▸ **Selected passage**:
+===+

Towards an Understanding and Explanation for Mixed-Initiative Artificial Scientific Text Detection
Luoxuan Weng, Minfeng Zhu, Kam Kwai Wong, Shi Liu, Jiashun Sun, Hang, Zhu, Dongming Han, and Wei Chen

TL;DR
This paper investigates the differences between machine-generated and human-written scientific texts, proposing a mixed-initiative detection approach that combines human expertise with machine analysis, supported by visual analytics and validated through case studies and user studies.
Contribution
It introduces a novel mixed-initiative workflow and visual analytics tool for scientific text detection, addressing interpretability and generalization challenges in AI-based detection methods.

+===+

▸ **Supplied information**:
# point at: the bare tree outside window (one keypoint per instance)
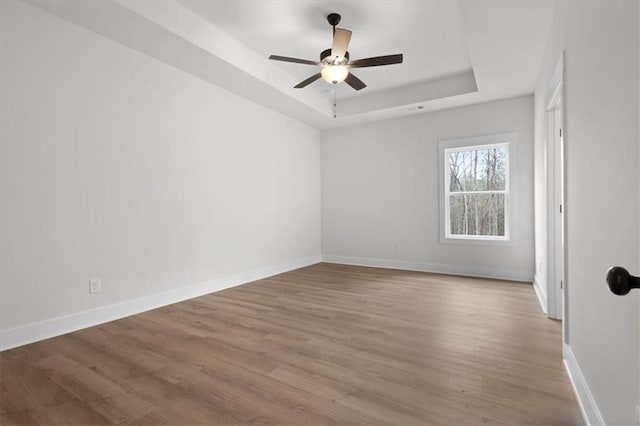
(477, 190)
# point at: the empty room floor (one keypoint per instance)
(323, 344)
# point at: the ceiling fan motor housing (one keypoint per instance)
(326, 59)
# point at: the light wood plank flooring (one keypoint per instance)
(326, 344)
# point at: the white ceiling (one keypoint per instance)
(455, 52)
(429, 34)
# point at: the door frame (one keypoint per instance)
(557, 294)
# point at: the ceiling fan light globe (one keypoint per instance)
(334, 74)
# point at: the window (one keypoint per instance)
(476, 190)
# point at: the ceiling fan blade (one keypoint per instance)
(308, 81)
(341, 39)
(294, 60)
(376, 61)
(354, 82)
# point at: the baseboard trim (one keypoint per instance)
(480, 272)
(542, 296)
(53, 327)
(588, 407)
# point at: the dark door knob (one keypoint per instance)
(620, 281)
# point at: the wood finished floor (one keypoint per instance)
(326, 344)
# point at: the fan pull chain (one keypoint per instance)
(334, 104)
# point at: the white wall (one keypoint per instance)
(117, 166)
(380, 189)
(602, 201)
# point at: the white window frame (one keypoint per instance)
(478, 143)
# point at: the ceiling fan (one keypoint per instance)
(335, 63)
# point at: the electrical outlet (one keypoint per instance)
(95, 285)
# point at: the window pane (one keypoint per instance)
(478, 170)
(477, 214)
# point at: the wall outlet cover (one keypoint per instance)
(95, 285)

+===+

▸ **Your goal**: According to the paper summary above, what does the proposed mixed-initiative detection approach combine?

▸ **Completed task**: Human expertise with machine analysis.